* Start Extracted information *

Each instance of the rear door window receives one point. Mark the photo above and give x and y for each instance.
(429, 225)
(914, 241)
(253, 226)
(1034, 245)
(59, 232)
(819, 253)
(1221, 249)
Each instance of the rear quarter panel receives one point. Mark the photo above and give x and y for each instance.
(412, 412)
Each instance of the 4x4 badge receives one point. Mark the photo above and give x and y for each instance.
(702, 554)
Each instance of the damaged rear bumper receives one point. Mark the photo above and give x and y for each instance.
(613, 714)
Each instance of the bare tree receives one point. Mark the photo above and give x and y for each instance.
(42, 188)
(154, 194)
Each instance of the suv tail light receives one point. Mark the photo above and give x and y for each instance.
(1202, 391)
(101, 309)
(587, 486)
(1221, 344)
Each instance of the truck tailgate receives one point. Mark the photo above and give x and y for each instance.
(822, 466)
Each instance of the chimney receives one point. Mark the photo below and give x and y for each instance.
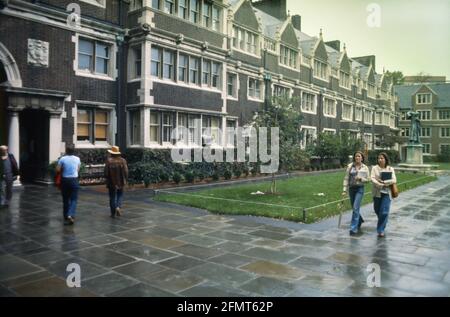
(334, 44)
(275, 8)
(297, 22)
(366, 60)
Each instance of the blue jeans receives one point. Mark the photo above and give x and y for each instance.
(381, 206)
(356, 195)
(115, 199)
(69, 191)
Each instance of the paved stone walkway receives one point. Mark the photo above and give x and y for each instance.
(158, 249)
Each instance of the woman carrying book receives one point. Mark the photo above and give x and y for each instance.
(356, 176)
(383, 176)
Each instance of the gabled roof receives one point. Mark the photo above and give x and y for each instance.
(269, 23)
(405, 93)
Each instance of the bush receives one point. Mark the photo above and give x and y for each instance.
(227, 174)
(189, 176)
(394, 156)
(176, 177)
(444, 157)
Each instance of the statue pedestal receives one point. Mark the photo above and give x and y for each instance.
(414, 154)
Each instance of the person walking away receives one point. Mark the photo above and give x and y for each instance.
(9, 174)
(69, 167)
(116, 175)
(382, 176)
(356, 175)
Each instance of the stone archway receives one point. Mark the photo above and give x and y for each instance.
(10, 68)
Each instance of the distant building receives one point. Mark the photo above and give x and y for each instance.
(133, 71)
(432, 101)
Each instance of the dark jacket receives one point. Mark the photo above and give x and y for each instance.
(116, 172)
(14, 165)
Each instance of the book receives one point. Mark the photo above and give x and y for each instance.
(386, 176)
(362, 174)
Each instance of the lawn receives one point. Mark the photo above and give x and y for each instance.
(294, 200)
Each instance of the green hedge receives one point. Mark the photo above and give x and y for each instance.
(393, 155)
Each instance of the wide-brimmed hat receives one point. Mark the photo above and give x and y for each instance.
(114, 150)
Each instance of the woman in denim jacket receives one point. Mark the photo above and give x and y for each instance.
(356, 175)
(381, 191)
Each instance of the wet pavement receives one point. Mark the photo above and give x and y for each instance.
(158, 249)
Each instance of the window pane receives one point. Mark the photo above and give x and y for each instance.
(86, 47)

* End Extracted information *

Directive: Your task is to return the entries above exactly, with no pictures.

Answer below:
Each instance of the rear door window receives one point. Mark the photo above and give x and y for each instance.
(429, 225)
(914, 241)
(253, 226)
(1034, 245)
(59, 232)
(819, 253)
(1221, 249)
Each instance of the rear quarter panel receives one point. Mark the photo above and give x and y for each instance.
(412, 412)
Each instance of the 4x4 badge receives one point. Mark the photo above and give x and y for each instance.
(702, 554)
Each instance of the damaged rear bumper receives one point. Mark the photo above and give x and y for each instance.
(613, 714)
Each instance of the bare tree receives one point. Mark the photo above and give x and y for each instance.
(42, 188)
(154, 194)
Each instance of the suv tail light receives one point. Mark the photo above and give x and y for each instance.
(1202, 391)
(101, 309)
(587, 486)
(1221, 344)
Each instance of the truck tailgate receives one point. Mark the photo above and give x and y for each instance.
(822, 466)
Each instance of the chimney receives one point. Mark the photo below and give x and y for each instance.
(334, 44)
(275, 8)
(297, 22)
(366, 60)
Each instance of the blue jeans receives one point. Mark the photo above and give x and y for each instance.
(381, 206)
(356, 195)
(115, 199)
(69, 191)
Each instance of the paved stone walkway receives one point. Mark the photo above and give x and y for each instance.
(158, 249)
Each instance of the woman carrying book receives one point. Mark the photo above and give x and y for each instance.
(356, 176)
(383, 176)
Each instance of the gabled roof receives one point. Mark the photo above and give x and y for each instance.
(269, 23)
(405, 93)
Each instance of the bush receives one point. Mark the photo above and give x and y for each instance.
(227, 174)
(189, 176)
(394, 156)
(176, 177)
(444, 157)
Each instance of the statue pedestal receives one point. Mark the photo above and give x and y for each instance.
(414, 154)
Each instance of the person walking away receives one point. Mark the photo above and give x and y for each instance.
(9, 174)
(69, 167)
(116, 175)
(382, 176)
(356, 175)
Each instance of the stone archway receives one point. Mark the photo above and give x and y for each instance.
(10, 68)
Each instance of the distant building receives one point. Mark the photo above and give x and y for each instance.
(133, 71)
(432, 101)
Each instance of the dark jacket receives one point. Mark the photo above and give x and y for each instance.
(116, 172)
(14, 165)
Each instance of the book receives one point. Mark the photo above and give x and y for each instance.
(386, 176)
(362, 174)
Each instance of the lawn receives one point. Mark the photo above and give x and y for each instance.
(294, 200)
Each instance of the green hedge receives one point. Mark the photo above and give x and y for each instance.
(393, 155)
Each instance of the wide-brimmed hat receives one point. Mark the photo above and give x and y for each instance.
(114, 150)
Each instance of the woman in denim jacket receives one point. Mark the photo above and give x and y for each instance.
(356, 175)
(381, 191)
Each instance of the wet pavement receives one point. Mark the photo above and give x and y for each instance.
(158, 249)
Each instance of the window pane receives one point. Mark the photo above and give x and y for each instance.
(86, 47)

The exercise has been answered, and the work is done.